● Assignment
Every entry below should be reproduced exactly, with all pictures left out.

● Stored items
╭──

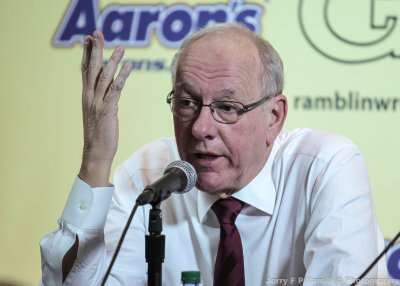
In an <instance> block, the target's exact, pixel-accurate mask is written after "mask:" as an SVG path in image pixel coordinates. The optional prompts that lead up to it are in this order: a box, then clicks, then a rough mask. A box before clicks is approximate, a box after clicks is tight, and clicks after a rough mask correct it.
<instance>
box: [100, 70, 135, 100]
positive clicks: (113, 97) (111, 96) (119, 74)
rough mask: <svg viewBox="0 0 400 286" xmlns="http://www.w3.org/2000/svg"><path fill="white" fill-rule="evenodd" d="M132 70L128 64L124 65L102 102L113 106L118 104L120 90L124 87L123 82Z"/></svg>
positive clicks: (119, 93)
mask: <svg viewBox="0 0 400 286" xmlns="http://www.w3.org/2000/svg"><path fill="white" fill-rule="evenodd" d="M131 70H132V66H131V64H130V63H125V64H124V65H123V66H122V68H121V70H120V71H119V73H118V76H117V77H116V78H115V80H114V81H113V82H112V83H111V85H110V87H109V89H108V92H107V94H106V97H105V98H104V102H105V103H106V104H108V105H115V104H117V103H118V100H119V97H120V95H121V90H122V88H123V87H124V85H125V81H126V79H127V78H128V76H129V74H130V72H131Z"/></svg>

╰──

● Worked solution
In an <instance> block, the target's exact, pixel-accurate mask is written after "mask:" as an SVG path in image pixel coordinates. The optional prompts that lead up to it are in this order: a box, then clicks, then a rough mask. A box before clicks is approximate, a box after clicks is tight, and clicks after a rough mask correct it.
<instance>
box: [100, 70, 135, 100]
positive clicks: (113, 97) (111, 96) (119, 74)
rough mask: <svg viewBox="0 0 400 286" xmlns="http://www.w3.org/2000/svg"><path fill="white" fill-rule="evenodd" d="M132 70L128 64L124 65L102 102L113 106L118 104L120 90L124 87L123 82Z"/></svg>
positive clicks: (119, 93)
mask: <svg viewBox="0 0 400 286" xmlns="http://www.w3.org/2000/svg"><path fill="white" fill-rule="evenodd" d="M131 70H132V66H131V64H130V63H125V64H124V65H123V66H122V68H121V70H120V71H119V73H118V76H117V77H116V78H115V80H114V81H113V82H112V83H111V85H110V87H109V89H108V92H107V94H106V97H105V98H104V102H105V103H106V104H108V105H115V104H117V103H118V100H119V97H120V95H121V90H122V88H123V87H124V85H125V81H126V79H127V78H128V76H129V74H130V72H131Z"/></svg>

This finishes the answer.